* _DATA FOR THIS EXERCISE_:
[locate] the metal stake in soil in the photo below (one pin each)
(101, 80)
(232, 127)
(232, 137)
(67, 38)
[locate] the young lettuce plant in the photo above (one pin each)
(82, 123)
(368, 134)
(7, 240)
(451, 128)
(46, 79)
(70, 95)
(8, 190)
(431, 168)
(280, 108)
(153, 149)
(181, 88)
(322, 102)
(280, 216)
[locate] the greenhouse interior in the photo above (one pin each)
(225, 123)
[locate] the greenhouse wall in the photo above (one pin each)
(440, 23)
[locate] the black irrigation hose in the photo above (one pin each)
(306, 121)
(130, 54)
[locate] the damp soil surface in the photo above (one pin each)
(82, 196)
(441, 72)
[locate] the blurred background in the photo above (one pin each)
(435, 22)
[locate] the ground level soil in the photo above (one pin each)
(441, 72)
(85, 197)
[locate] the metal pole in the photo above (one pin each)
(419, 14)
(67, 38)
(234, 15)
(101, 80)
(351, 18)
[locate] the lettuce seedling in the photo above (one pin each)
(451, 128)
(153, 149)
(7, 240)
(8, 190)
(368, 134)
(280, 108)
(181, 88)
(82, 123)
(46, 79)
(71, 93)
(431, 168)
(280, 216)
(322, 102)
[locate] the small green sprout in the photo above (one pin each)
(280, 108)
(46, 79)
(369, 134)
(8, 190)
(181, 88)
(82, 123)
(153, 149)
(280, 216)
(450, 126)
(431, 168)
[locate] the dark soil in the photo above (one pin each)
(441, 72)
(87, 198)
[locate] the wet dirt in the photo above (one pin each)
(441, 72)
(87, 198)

* _EXERCISE DETAILS_:
Copy every item above word for word, line by line, without changing anything.

* _TASK OUTPUT_:
[locate] the metal stake in soil in the photo below (one pin each)
(101, 80)
(232, 127)
(232, 137)
(67, 38)
[locate] the young lettuce plant in the photo above (one pin each)
(82, 123)
(368, 134)
(7, 240)
(451, 128)
(46, 79)
(70, 95)
(8, 190)
(431, 168)
(280, 108)
(153, 149)
(181, 88)
(322, 102)
(280, 216)
[locate] the greenhouse interior in the photo above (one pin each)
(225, 123)
[locate] the greenhouse wall in the photo above (one pin each)
(440, 23)
[locate] the black irrigation hose in the photo above (one pin each)
(306, 121)
(130, 54)
[locate] the damp soil surface in the photo above (one pin each)
(82, 196)
(441, 72)
[locate] the blurred background in the photo above (one pin each)
(435, 22)
[locate] the ground level soil in the photo above (one pin each)
(441, 72)
(85, 197)
[locate] the metal pole in the photo above (one pin each)
(419, 14)
(67, 38)
(234, 15)
(101, 80)
(351, 18)
[locate] the lettuce seedling in the photo above (one pin each)
(451, 128)
(153, 149)
(7, 240)
(8, 190)
(368, 134)
(280, 108)
(181, 88)
(82, 123)
(46, 79)
(71, 93)
(431, 168)
(280, 216)
(322, 102)
[locate] the small green sprout in the photo above (one pin each)
(280, 108)
(46, 79)
(369, 134)
(8, 190)
(181, 88)
(82, 123)
(153, 149)
(280, 216)
(450, 126)
(431, 168)
[locate] the dark soil in the photo above (one pin each)
(441, 72)
(87, 198)
[locate] the wet dirt in the photo above (one pin each)
(441, 72)
(87, 198)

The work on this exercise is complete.